§ SOURCE PASSAGE
-*-*-
In my new book, Mythmaking: Self Discovery and the Timeless Art of Memoir I am doing a deep dive into the archetypal themes that underlie most memoirs. Using excerpts from beloved contemporary memoirs, practical advice about craft, and writing prompts, you will be able to gain a deeper understanding of the rich scope of the memoir genre and why it is so popular today.

Poet Myra Shapiro writes, “Holding ancient myth to modern memoir, Murdock celebrates the power of words, of story. This is a page-turner not only for writers but for any reader who is curious about being alive. Even the titles of her chapters moved me: ‘Who Are My People?’ ‘What Is My Journey?’ ‘Exile And Belonging.’ To top it off she concludes each chapter with writing prompts leading us to our own stories. By doing so, we join the community of women and men through all time. A spiritual practice indeed!”
-*-*-
§ RECORDS

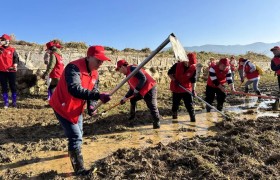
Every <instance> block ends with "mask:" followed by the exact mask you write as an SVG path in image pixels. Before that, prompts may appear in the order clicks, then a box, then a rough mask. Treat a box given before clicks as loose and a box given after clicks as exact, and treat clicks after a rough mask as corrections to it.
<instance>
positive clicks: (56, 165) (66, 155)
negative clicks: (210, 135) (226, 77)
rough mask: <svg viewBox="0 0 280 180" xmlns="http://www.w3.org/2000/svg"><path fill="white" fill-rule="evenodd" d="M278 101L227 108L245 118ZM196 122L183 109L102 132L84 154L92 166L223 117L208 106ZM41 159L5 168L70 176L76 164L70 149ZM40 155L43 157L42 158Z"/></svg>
mask: <svg viewBox="0 0 280 180" xmlns="http://www.w3.org/2000/svg"><path fill="white" fill-rule="evenodd" d="M273 102H274V101H269V100H267V101H263V102H261V103H257V102H256V98H250V99H248V98H246V99H245V98H244V103H243V104H241V105H236V106H229V107H226V108H225V110H227V111H232V112H236V113H238V114H240V117H241V118H254V119H255V118H257V117H260V116H278V114H279V112H277V113H274V112H271V111H270V112H269V111H266V112H263V111H261V109H265V108H270V107H269V106H268V104H270V103H273ZM250 109H251V110H254V111H256V113H253V114H248V115H247V114H246V115H245V114H243V113H244V112H246V111H248V110H250ZM196 120H197V121H196V122H190V119H189V116H188V114H187V113H179V116H178V121H177V122H175V121H174V120H172V119H171V117H165V118H164V120H163V121H162V122H161V128H160V129H158V130H154V129H152V126H151V125H148V126H138V127H135V128H132V129H128V130H126V131H125V132H120V133H112V134H104V135H98V136H96V137H95V139H94V137H92V136H91V137H85V138H84V144H83V149H82V151H83V156H84V161H85V166H86V167H88V168H89V167H90V166H91V165H92V164H93V163H94V162H95V161H96V160H99V159H102V158H105V157H106V156H108V155H110V154H111V153H113V152H115V151H116V150H118V149H119V148H145V147H150V146H153V145H155V144H157V143H159V142H161V143H163V144H165V145H166V144H168V143H170V142H173V141H177V140H180V139H183V138H191V137H193V136H196V135H202V136H209V135H214V132H211V131H209V130H208V128H209V127H211V126H213V125H214V123H215V122H218V121H220V120H221V116H220V115H219V114H218V113H216V112H211V113H205V110H203V111H200V112H197V115H196ZM34 158H35V159H37V161H34V162H33V161H29V163H27V164H21V165H19V163H20V161H22V159H18V161H17V162H15V163H12V164H7V165H5V166H4V167H2V168H1V169H2V170H3V169H8V168H9V169H12V168H16V169H17V171H19V172H21V173H26V172H33V174H34V175H38V174H40V173H43V172H48V171H51V170H54V171H57V173H58V174H63V175H64V177H65V178H66V179H68V177H69V176H71V174H70V173H71V172H72V167H71V164H70V160H69V158H68V157H67V152H63V151H51V152H34V154H33V155H32V157H30V159H34ZM38 158H39V160H38Z"/></svg>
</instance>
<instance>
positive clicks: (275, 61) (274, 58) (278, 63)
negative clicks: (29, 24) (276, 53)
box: [272, 57, 280, 75]
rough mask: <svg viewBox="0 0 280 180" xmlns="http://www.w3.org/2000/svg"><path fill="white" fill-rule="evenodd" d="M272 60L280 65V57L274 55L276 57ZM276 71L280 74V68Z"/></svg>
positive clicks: (277, 64) (276, 65)
mask: <svg viewBox="0 0 280 180" xmlns="http://www.w3.org/2000/svg"><path fill="white" fill-rule="evenodd" d="M272 61H273V62H274V64H275V65H276V66H278V65H279V64H280V58H279V57H274V58H273V59H272ZM276 73H277V75H280V70H278V71H276Z"/></svg>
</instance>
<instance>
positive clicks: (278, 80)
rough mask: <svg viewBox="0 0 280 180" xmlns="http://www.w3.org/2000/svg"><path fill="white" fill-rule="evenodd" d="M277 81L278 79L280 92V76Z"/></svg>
mask: <svg viewBox="0 0 280 180" xmlns="http://www.w3.org/2000/svg"><path fill="white" fill-rule="evenodd" d="M277 79H278V86H279V90H280V75H277Z"/></svg>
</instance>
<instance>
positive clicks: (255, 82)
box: [245, 79, 260, 92]
mask: <svg viewBox="0 0 280 180" xmlns="http://www.w3.org/2000/svg"><path fill="white" fill-rule="evenodd" d="M259 80H260V79H256V80H254V81H247V82H246V84H245V88H249V85H250V84H252V83H253V89H254V91H255V92H257V91H259V87H258V85H259Z"/></svg>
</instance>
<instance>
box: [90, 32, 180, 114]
mask: <svg viewBox="0 0 280 180" xmlns="http://www.w3.org/2000/svg"><path fill="white" fill-rule="evenodd" d="M170 36H173V37H175V35H174V34H173V33H172V34H170V35H169V36H168V38H167V39H165V41H164V42H162V43H161V45H159V46H158V47H157V48H156V49H155V50H154V51H153V52H152V53H151V54H150V55H149V56H148V57H147V58H146V59H145V60H144V61H143V62H142V63H141V64H139V65H138V66H137V67H136V69H134V70H133V71H132V72H131V73H130V74H129V75H128V76H127V77H126V78H125V79H123V80H122V82H120V83H119V84H118V85H117V86H116V87H115V88H114V89H113V90H112V91H111V92H110V93H109V94H110V95H113V94H114V93H115V92H116V91H117V90H118V89H120V88H121V87H122V86H123V85H124V84H125V83H126V82H127V81H128V80H129V79H130V78H131V77H133V76H134V75H135V74H136V73H137V72H138V71H139V70H140V69H141V68H142V67H143V66H145V64H147V63H148V62H149V61H150V60H151V59H152V58H153V57H154V56H155V55H156V54H157V53H158V52H160V51H161V50H162V49H163V48H164V47H165V46H166V45H167V44H168V43H169V42H170ZM101 104H102V102H101V101H99V102H98V103H97V105H96V106H95V107H94V108H93V110H96V109H97V108H98V107H99V106H100V105H101Z"/></svg>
-*-*-
§ ACTION ITEM A
State how many lines of the listing contain the string "negative", counting only matches with the same case. Give the number alone.
§ ACTION ITEM B
Continue the passage about the memoir book Mythmaking, starting after its last sentence.

§ WRITTEN ANSWER A
2

§ WRITTEN ANSWER B
Maureen’s popularity as an author, lecturer, and workshop presenter has enriched the lives of thousands of people. Her other books include The Heroine’s Journey, Fathers’ Daughters: Breaking the Ties that Bind, Spinning Inward: Using Guided Imagery with Children, The Heroine’s Journey Workbook, Unrealiable Truth, and Monday Morning Memoirs: Women in the Second Half of Life. Her books have been translated into 20 foreign languages.

Maureen has written articles about mental illness, addiction, and incarceration for professional journals and the Huffington Post and she volunteers in California prisons with AVP (Alternatives to Violence Project).